> SHORT TASK 1
Reproduce the passage of the call for papers from "November 6 and" up to and including "and natural sciences.".
> SHORT TASK 2
According to the call for papers, what is the proposal deadline?
> SHORT TASK 3
List every area of study that the call for papers names when it states the conference's goal.

Fri Feb 06 20:18:48 GMT 2015




CALL FOR PAPERS: 9/11 AND THE ACADEMY



Conference and Edited Volume

November 6 and 7, 2015

Emory & Henry College

Conveners: Professors Mark Finney and Matthew Shannon of Emory & Henry College

Proposal Deadline: March 1, 2015





September 11, 2001 was, according to then President George W. Bush, “the day that changed everything.” This one-day conference takes that statement and turns it into a question directed toward the academy. It seeks to bring together scholars of all levels to discuss the states of their field. Its goal is to facilitate an interdisciplinary conversation about the influence that 9/11 has had on the humanities; visual and performing arts; and the social, physical, and natural sciences.

> GIVEN RECORDS
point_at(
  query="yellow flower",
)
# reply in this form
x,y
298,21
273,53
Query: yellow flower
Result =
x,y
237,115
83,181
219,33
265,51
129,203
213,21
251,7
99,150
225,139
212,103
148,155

> EXERCISE RESULT 1
November 6 and 7, 2015

Emory & Henry College

Conveners: Professors Mark Finney and Matthew Shannon of Emory & Henry College

Proposal Deadline: March 1, 2015





September 11, 2001 was, according to then President George W. Bush, “the day that changed everything.” This one-day conference takes that statement and turns it into a question directed toward the academy. It seeks to bring together scholars of all levels to discuss the states of their field. Its goal is to facilitate an interdisciplinary conversation about the influence that 9/11 has had on the humanities; visual and performing arts; and the social, physical, and natural sciences.

> EXERCISE RESULT 2
March 1, 2015

> EXERCISE RESULT 3
- humanities
- visual and performing arts
- social sciences
- physical sciences
- natural sciences